**Exercise objective:**
What is needed is an exact repeat of the lines from the line containing "In the photo above, where can the ivy-covered" through the final line of the entries below, and nothing else.

Location labeling records:
┄┄┄┄┄┄┄┄┄┄┄┄┄┄┄┄┄┄┄┄
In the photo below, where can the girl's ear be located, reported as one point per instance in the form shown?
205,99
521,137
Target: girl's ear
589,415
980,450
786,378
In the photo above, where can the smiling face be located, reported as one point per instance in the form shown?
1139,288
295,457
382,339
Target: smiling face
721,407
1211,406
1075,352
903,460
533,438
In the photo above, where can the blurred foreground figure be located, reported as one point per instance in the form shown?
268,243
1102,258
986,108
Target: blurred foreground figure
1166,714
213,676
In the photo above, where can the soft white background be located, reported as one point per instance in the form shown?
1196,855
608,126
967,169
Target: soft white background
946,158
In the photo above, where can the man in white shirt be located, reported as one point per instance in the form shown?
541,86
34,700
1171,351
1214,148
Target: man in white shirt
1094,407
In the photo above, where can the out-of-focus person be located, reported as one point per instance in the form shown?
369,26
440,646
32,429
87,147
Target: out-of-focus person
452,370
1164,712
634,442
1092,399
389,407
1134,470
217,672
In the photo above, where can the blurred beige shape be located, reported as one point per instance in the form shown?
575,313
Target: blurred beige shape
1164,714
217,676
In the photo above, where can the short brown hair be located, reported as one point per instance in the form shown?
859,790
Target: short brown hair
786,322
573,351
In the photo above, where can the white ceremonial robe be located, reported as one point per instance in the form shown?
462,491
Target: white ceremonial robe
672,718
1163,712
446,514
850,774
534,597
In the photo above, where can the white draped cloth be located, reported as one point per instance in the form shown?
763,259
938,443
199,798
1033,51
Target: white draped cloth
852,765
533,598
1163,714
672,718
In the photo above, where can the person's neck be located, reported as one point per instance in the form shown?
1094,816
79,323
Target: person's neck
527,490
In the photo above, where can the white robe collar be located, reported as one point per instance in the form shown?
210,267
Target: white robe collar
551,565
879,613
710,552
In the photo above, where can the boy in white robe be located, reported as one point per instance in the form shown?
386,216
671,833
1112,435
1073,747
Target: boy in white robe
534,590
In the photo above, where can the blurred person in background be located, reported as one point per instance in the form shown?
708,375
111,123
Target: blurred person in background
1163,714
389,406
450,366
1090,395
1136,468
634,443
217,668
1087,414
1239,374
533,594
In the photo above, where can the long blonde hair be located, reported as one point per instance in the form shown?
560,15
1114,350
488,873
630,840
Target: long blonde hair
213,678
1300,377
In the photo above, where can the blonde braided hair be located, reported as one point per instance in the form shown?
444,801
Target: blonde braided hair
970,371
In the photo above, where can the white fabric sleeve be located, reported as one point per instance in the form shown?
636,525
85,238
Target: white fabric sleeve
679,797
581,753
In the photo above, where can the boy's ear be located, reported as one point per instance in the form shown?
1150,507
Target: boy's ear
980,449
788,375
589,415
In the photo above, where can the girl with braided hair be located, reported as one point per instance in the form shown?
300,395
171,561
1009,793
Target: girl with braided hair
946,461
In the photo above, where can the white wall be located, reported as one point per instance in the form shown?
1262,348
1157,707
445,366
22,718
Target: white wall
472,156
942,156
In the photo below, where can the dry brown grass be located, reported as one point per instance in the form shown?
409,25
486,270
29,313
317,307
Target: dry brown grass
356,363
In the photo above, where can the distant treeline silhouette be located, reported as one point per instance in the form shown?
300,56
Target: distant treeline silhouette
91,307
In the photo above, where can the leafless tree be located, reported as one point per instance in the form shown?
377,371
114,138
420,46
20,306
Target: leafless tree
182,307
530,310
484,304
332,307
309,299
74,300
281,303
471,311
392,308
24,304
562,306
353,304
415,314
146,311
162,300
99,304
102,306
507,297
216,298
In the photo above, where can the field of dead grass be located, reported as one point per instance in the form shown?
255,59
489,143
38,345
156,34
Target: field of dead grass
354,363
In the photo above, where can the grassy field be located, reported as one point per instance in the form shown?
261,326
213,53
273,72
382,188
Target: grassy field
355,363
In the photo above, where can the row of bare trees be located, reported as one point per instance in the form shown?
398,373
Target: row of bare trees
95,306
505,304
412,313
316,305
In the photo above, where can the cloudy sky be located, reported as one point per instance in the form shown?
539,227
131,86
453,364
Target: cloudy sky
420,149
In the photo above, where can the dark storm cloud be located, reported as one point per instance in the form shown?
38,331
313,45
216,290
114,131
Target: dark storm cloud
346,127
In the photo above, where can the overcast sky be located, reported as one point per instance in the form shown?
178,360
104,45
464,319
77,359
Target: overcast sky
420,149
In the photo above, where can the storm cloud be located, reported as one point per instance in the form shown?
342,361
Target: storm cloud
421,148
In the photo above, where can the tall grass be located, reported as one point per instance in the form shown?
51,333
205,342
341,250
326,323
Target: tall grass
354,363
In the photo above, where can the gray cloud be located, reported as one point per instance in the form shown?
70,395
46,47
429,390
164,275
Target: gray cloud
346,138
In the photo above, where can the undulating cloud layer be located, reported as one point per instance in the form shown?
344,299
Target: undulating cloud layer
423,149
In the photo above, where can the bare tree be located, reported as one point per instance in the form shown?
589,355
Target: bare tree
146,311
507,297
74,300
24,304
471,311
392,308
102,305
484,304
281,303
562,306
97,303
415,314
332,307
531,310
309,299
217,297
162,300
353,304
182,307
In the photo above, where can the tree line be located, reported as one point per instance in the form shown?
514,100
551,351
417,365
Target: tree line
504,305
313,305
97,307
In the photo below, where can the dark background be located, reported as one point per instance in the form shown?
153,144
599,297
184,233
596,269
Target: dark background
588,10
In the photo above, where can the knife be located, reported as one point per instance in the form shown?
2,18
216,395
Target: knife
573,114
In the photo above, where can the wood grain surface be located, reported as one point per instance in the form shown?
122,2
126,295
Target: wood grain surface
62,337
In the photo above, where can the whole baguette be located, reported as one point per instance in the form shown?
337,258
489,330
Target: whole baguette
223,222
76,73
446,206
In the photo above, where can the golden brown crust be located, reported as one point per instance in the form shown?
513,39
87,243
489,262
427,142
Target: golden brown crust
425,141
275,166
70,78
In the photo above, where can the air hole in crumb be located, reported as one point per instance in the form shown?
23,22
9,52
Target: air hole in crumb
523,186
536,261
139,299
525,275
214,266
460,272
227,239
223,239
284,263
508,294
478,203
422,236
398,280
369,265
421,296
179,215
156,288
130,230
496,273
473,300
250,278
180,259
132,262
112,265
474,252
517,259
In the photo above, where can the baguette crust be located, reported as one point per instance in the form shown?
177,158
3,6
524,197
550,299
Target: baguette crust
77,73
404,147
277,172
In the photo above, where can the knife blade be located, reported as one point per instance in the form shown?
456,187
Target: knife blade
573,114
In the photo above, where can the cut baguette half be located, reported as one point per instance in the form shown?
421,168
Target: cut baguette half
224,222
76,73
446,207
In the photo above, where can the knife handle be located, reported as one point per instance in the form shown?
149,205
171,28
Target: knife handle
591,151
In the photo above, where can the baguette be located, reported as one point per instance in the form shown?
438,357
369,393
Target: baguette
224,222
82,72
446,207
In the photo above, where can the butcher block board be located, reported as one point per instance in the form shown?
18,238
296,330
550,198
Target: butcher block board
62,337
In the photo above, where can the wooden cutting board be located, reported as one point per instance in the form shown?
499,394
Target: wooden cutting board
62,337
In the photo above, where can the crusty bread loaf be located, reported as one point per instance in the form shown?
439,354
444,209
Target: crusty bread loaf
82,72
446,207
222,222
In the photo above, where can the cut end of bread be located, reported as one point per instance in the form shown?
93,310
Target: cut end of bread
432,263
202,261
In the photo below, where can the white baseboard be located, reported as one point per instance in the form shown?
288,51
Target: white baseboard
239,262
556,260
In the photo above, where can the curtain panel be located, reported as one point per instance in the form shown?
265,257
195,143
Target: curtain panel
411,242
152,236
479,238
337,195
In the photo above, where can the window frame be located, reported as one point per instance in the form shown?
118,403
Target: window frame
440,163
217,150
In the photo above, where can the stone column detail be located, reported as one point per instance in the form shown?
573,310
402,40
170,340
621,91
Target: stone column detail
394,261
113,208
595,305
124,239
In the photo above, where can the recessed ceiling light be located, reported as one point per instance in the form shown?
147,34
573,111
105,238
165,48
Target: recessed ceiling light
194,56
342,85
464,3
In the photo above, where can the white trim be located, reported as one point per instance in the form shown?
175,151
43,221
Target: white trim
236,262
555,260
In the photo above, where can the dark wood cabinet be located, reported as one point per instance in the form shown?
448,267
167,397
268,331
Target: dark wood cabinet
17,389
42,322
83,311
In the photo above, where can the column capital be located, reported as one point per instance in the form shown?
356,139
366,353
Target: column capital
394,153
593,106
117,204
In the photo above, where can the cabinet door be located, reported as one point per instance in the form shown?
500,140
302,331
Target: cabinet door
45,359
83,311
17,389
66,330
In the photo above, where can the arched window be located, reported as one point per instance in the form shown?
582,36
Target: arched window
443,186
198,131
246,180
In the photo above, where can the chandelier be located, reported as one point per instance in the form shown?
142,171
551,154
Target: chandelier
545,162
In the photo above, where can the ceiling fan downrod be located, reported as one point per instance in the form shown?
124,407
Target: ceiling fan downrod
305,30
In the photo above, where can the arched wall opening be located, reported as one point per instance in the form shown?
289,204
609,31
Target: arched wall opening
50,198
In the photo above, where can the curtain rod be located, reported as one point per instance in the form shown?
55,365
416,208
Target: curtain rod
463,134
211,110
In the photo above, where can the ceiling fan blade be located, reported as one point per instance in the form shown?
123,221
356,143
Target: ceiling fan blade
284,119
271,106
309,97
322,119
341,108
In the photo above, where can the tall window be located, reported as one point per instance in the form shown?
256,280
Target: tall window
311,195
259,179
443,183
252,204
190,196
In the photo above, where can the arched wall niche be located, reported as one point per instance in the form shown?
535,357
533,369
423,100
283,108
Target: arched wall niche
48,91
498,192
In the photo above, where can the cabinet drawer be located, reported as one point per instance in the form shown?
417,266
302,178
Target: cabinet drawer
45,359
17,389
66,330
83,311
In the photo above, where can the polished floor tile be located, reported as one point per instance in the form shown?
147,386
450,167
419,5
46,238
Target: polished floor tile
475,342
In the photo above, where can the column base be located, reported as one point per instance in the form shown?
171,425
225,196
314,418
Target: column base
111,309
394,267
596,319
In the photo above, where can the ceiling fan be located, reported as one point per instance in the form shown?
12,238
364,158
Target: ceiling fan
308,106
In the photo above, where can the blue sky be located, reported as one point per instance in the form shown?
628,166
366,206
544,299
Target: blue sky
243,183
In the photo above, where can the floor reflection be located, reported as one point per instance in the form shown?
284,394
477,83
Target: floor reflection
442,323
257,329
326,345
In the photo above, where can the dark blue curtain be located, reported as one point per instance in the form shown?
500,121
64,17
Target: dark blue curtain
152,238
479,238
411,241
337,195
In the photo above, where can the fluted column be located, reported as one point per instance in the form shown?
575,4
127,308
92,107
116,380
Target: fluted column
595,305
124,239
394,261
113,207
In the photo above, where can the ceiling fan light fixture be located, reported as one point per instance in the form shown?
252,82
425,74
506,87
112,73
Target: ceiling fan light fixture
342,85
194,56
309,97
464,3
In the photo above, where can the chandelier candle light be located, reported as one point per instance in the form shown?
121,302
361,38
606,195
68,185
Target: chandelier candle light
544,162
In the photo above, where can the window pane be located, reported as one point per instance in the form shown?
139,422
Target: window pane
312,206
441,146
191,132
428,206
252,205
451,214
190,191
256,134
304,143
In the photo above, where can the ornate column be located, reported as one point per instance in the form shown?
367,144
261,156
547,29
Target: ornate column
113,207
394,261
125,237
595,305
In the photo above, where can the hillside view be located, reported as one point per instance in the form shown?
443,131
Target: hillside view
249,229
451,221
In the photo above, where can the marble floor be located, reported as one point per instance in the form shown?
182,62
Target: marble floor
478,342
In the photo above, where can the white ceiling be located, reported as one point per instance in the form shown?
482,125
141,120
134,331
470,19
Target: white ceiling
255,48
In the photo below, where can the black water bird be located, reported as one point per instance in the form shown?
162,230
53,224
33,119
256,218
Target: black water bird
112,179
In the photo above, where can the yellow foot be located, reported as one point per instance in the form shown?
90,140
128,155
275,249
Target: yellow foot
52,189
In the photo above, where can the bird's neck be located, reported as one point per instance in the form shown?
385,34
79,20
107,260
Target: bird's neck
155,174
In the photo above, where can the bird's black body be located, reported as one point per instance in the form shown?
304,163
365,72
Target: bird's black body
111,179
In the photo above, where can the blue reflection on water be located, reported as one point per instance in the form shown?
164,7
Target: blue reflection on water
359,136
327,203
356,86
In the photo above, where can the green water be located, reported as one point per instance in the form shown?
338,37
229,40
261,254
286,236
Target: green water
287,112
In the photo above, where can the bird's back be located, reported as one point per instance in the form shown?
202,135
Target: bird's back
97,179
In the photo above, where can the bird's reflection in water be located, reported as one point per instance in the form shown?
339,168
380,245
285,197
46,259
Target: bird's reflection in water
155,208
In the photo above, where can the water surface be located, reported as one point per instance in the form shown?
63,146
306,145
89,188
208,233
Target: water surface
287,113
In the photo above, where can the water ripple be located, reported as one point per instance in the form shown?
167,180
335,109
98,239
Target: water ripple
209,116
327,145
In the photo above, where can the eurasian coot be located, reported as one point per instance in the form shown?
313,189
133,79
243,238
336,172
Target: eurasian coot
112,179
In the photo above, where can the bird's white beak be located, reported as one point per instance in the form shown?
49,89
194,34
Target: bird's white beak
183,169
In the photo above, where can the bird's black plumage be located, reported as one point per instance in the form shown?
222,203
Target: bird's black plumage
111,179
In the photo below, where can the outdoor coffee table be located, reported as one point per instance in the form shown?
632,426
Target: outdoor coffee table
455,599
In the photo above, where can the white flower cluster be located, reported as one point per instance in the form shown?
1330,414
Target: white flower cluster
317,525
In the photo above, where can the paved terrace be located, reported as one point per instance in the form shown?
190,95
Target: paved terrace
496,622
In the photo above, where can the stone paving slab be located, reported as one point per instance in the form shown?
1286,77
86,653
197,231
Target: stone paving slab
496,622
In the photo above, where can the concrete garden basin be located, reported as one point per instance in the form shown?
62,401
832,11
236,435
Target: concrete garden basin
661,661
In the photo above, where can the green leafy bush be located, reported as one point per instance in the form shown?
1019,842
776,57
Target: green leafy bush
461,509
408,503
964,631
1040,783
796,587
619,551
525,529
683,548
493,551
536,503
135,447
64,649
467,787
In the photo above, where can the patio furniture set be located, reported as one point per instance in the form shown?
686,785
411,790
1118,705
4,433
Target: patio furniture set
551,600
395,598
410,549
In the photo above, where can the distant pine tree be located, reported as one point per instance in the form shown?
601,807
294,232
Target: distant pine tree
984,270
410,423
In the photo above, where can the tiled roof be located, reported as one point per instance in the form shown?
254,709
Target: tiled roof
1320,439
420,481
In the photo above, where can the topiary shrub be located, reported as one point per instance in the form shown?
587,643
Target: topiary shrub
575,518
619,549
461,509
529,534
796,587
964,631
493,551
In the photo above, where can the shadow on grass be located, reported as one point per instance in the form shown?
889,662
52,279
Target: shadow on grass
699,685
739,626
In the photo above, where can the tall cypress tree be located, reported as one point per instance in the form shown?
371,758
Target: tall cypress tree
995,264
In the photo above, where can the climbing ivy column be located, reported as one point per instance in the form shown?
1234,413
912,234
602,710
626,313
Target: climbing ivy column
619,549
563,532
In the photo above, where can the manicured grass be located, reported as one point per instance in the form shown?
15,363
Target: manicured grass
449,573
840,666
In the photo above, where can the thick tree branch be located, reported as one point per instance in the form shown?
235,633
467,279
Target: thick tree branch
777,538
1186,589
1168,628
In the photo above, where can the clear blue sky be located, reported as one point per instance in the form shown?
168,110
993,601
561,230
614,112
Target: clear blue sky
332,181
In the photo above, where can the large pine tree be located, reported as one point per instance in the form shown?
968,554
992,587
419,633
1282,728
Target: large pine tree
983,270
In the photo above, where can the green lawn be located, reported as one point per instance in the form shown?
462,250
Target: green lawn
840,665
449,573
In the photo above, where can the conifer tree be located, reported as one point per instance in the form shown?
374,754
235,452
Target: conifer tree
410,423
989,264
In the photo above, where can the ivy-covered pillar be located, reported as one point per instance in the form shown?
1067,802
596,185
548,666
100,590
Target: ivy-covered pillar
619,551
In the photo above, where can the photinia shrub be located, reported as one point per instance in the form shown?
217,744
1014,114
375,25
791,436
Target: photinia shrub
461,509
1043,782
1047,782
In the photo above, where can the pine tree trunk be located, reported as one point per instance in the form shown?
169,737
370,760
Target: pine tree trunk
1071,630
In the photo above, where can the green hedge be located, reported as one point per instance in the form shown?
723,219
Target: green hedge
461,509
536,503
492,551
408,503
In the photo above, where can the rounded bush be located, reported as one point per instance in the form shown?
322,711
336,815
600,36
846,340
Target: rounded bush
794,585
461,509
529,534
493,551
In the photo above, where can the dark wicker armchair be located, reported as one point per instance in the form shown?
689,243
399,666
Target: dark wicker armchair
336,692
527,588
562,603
┄┄┄┄┄┄┄┄┄┄┄┄┄┄┄┄┄┄┄┄
**Result of the task:**
In the photo above, where can the ivy-covered pillar be located, reported as one point per instance in the form shown?
1067,802
596,185
548,666
100,590
Target: ivy-covered pillar
619,551
In the photo above, where can the photinia shrub be located, reported as one point per instance in the form shown?
217,744
1014,114
375,25
791,436
Target: photinia shrub
461,509
1043,782
1047,782
In the photo above, where can the pine tree trunk be located, reported as one point per instance in the form shown?
169,737
370,760
Target: pine tree trunk
1071,630
In the photo above, where can the green hedge be located, reported as one point per instance in the form shown?
723,219
Target: green hedge
461,509
536,503
492,551
408,503
In the photo above, where can the rounded bush be located, reported as one point per instance in the form shown?
322,711
336,815
600,36
846,340
Target: rounded bush
794,585
461,509
529,534
493,551
In the photo above, where can the dark wicker armchair be located, reported as one point per instance in the form shown?
689,243
399,666
Target: dark wicker armchair
336,692
527,588
562,603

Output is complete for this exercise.